In the text on the Cherokee Indian Nation, where did the original Cherokee Indians live?

_Passage for review:_
========================

Cherokee Indian

There are very few people in America today who have not heard of the Cherokee Indian Nation. A fixture in American history, the Cherokee Indian Nation has a unique and proud heritage.

The Cherokee Indian Nation has its own legends that speak of Cherokee history before the white man came to America. According to Cherokee Indian legend, a “Great Buzzard” flew close to the earth when it was still new, and its tired wings touched the ground in a few places. As the great bird’s wings touched the ground and then rose again, valleys and mountains were created that became the Cherokee land.



The original Cherokee Indians lived close to what is now called the Tennessee River, in the Appalachian Mountains. In 1540, Spanish explorer Hernando DeSoto discovered the Cherokees, which was the beginning of many hard years for the Cherokee Indian Nation. Along with horses and guns, the Spanish also brought diseases that the Cherokee Indian Nation had never been exposed to, and therefore had no immunity to. Though it was the Spanish that brought death and disease to the Cherokee Nation, the Cherokee Indians were blamed for the inability of DeSoto to colonize this part of America. An image was created of the Cherokee Indian as one of a vicious savage, and settlers who later came to that area of the country already believed this prejudicial notion. Though many old “westerns” portray the Cherokee Indian Nation as a heartless and cruel foe to the settlers, the actual fact was that it was mostly the other way around.

========================

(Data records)

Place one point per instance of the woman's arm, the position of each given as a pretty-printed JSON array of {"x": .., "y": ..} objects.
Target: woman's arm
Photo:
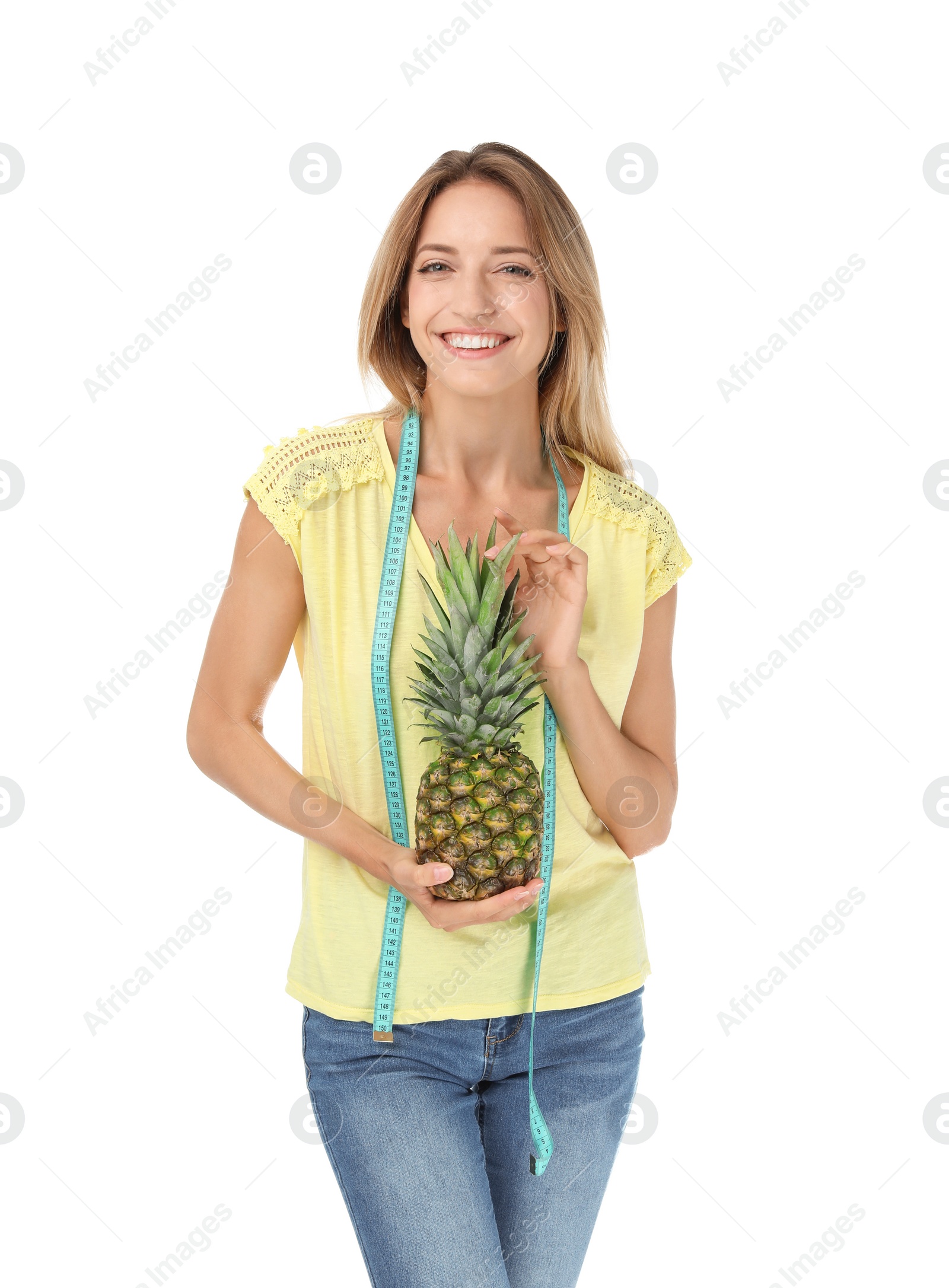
[
  {"x": 643, "y": 747},
  {"x": 247, "y": 647}
]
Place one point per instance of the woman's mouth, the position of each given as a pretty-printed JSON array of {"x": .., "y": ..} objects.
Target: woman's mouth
[{"x": 474, "y": 345}]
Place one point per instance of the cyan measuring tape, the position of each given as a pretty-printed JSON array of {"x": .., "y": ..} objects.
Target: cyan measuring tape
[{"x": 390, "y": 581}]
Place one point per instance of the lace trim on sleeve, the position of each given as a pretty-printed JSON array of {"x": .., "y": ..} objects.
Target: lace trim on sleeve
[
  {"x": 626, "y": 504},
  {"x": 298, "y": 472}
]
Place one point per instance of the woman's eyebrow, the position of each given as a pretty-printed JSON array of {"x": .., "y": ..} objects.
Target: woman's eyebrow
[{"x": 495, "y": 250}]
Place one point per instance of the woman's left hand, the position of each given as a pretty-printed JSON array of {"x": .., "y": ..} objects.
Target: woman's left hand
[{"x": 553, "y": 589}]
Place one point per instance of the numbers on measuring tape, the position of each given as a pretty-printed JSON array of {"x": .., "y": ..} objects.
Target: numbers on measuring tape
[{"x": 393, "y": 562}]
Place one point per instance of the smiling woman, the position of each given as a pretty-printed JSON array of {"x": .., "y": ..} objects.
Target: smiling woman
[{"x": 482, "y": 317}]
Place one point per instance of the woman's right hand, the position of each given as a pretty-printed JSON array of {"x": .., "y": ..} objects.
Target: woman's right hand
[{"x": 415, "y": 881}]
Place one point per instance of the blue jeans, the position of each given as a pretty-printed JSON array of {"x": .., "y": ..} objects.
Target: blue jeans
[{"x": 431, "y": 1139}]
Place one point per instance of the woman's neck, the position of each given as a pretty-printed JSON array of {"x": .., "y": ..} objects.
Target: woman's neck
[{"x": 488, "y": 442}]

========================

_Response:_ Close to what is now called the Tennessee River, in the Appalachian Mountains.